-- Start of DATA EXCERPTS --

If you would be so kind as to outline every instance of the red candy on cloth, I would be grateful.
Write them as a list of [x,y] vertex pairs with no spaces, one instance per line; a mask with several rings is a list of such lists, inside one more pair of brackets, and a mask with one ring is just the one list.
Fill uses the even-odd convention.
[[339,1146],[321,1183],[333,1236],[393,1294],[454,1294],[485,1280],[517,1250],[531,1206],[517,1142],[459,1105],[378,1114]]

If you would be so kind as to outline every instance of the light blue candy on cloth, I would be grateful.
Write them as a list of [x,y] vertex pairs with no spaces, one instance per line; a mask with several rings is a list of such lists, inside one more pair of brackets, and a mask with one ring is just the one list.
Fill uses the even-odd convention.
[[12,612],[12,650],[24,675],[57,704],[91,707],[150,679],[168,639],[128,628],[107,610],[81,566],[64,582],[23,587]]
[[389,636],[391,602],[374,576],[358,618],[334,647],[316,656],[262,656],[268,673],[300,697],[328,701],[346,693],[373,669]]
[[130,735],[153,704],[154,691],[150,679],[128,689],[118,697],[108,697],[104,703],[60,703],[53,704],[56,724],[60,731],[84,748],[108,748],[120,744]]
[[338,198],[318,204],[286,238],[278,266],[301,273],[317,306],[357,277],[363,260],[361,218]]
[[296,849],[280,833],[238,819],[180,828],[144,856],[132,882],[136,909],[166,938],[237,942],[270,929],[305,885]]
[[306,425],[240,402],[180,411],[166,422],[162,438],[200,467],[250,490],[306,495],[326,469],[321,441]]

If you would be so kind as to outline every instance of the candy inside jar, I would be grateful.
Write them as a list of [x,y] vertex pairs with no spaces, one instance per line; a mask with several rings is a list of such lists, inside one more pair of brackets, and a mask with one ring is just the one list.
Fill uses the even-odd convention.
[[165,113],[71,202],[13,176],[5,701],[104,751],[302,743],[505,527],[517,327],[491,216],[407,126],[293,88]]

-- End of DATA EXCERPTS --

» **JOB**
Rewrite all of the lines above, replacing "candy" with "sweet" wherever it appears and leaving everything else unchanged.

» **TASK ANSWER**
If you would be so kind as to outline every instance of the red sweet on cloth, I would be grateful.
Write them as a list of [x,y] vertex pairs with no spaces, one instance per line; a mask with several rings is a list of such lists, inside one more pair of brackets, and a mask with one ring is just the one list.
Fill uses the even-odd convention.
[[339,1146],[321,1183],[333,1236],[393,1294],[454,1294],[485,1280],[517,1250],[531,1206],[517,1142],[459,1105],[378,1114]]

If you would be so kind as to outline every instance of the light blue sweet on cloth, I would be grateful.
Write them as a list of [x,y] vertex pairs with no spaces, one instance per line; a mask with several rings is a list of such lists, inside one more pair of brackets, and a mask with one ring is just the one list.
Fill uses the even-odd convention.
[[12,612],[12,650],[24,675],[57,704],[91,707],[150,679],[168,639],[128,628],[107,610],[81,566],[64,582],[23,587]]
[[389,636],[391,602],[374,576],[358,618],[334,647],[316,656],[262,656],[268,673],[300,697],[328,701],[346,693],[373,669]]
[[130,735],[153,704],[154,691],[150,679],[128,689],[118,697],[108,697],[104,703],[60,703],[53,704],[56,724],[60,731],[84,748],[108,748],[120,744]]
[[338,198],[318,204],[286,238],[278,266],[301,273],[317,306],[357,277],[363,260],[361,218]]
[[296,849],[280,833],[238,819],[180,828],[144,856],[132,882],[136,909],[166,938],[237,942],[270,929],[305,885]]
[[306,425],[240,402],[180,411],[166,422],[162,438],[200,467],[250,490],[306,495],[326,469],[321,441]]

If you would be so kind as to outline every instance of the sweet inside jar, I would be grateful.
Write them as a list of [x,y] vertex pairs with no spaces, one instance per line; a mask with several rings is a list of such lists, inside one more pair of brackets, and a mask with one ring is just the one list.
Fill uses the even-odd convention.
[[165,113],[71,202],[13,176],[5,701],[104,751],[302,743],[505,527],[517,327],[491,216],[407,126],[293,88]]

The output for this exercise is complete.